PROBLEMA - Reescribe todas las filas, desde la que contiene "Expected output: for each instance of the black" hasta el final, sin omitir ninguna. Ajusta cada coordenada de los puntos sumándole 34.

DATOS GUARDADOS -
◆ ◆ ◆ ◆ ◆ ◆ ◆

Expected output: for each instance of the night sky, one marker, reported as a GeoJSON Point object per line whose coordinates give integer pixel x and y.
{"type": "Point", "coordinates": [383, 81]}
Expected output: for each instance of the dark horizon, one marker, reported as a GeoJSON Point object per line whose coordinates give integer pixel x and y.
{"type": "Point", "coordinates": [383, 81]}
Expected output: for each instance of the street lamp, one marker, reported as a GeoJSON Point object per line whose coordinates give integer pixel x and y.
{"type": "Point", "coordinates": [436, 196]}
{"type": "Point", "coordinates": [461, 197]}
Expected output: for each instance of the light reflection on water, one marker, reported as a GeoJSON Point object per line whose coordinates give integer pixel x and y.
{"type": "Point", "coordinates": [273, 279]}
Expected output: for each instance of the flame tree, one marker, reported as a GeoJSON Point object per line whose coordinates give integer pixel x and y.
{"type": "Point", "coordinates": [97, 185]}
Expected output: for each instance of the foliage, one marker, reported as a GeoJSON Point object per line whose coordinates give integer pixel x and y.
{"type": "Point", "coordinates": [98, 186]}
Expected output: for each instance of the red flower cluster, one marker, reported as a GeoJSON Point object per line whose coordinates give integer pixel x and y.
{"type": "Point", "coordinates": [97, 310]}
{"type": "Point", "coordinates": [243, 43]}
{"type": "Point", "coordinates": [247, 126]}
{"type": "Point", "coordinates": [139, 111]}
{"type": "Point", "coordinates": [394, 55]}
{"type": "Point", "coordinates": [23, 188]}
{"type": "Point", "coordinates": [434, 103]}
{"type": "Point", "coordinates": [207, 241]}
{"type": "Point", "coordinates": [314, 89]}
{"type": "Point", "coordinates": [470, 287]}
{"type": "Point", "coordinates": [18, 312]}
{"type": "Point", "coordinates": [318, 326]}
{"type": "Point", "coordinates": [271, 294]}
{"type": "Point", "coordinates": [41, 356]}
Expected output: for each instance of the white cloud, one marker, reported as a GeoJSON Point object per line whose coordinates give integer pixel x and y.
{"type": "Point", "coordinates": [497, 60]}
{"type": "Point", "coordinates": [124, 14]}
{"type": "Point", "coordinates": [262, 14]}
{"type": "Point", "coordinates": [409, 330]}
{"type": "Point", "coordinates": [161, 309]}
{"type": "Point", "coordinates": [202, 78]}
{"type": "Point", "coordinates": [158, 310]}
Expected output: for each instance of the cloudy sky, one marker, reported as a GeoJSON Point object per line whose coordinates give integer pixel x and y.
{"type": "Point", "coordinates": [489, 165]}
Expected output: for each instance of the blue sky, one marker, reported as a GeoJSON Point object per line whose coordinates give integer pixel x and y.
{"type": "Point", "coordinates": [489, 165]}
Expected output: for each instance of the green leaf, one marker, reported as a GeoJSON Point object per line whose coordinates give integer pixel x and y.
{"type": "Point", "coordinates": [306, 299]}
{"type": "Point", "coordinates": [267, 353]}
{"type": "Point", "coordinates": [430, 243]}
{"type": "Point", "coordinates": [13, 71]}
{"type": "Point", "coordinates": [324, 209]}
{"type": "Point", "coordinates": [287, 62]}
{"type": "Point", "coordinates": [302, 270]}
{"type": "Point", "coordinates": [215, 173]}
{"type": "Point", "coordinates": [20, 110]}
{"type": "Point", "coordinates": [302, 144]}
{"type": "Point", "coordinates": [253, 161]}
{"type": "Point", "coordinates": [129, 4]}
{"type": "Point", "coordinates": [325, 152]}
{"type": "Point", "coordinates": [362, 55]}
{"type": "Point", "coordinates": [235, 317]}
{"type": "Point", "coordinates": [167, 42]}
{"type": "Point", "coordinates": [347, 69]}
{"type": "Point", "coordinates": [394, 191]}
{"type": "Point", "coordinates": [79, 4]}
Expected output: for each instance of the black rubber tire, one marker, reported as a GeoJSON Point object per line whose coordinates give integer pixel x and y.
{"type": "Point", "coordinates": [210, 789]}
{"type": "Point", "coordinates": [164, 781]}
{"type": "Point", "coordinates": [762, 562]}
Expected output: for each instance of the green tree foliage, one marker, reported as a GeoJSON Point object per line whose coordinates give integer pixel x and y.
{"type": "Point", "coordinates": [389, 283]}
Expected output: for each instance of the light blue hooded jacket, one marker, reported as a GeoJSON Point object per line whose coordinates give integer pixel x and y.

◆ ◆ ◆ ◆ ◆ ◆ ◆

TAREA RESUELTA -
Expected output: for each instance of the black rubber tire, one marker, reported as a GeoJSON Point object per line whose coordinates give integer pixel x and y.
{"type": "Point", "coordinates": [244, 823]}
{"type": "Point", "coordinates": [198, 815]}
{"type": "Point", "coordinates": [796, 596]}
Expected output: for each instance of the green tree foliage, one marker, reported as a GeoJSON Point object per line whose coordinates give integer pixel x and y.
{"type": "Point", "coordinates": [423, 317]}
Expected output: for each instance of the light blue hooded jacket, one marker, reported as a GeoJSON Point object per line whose coordinates give integer pixel x and y.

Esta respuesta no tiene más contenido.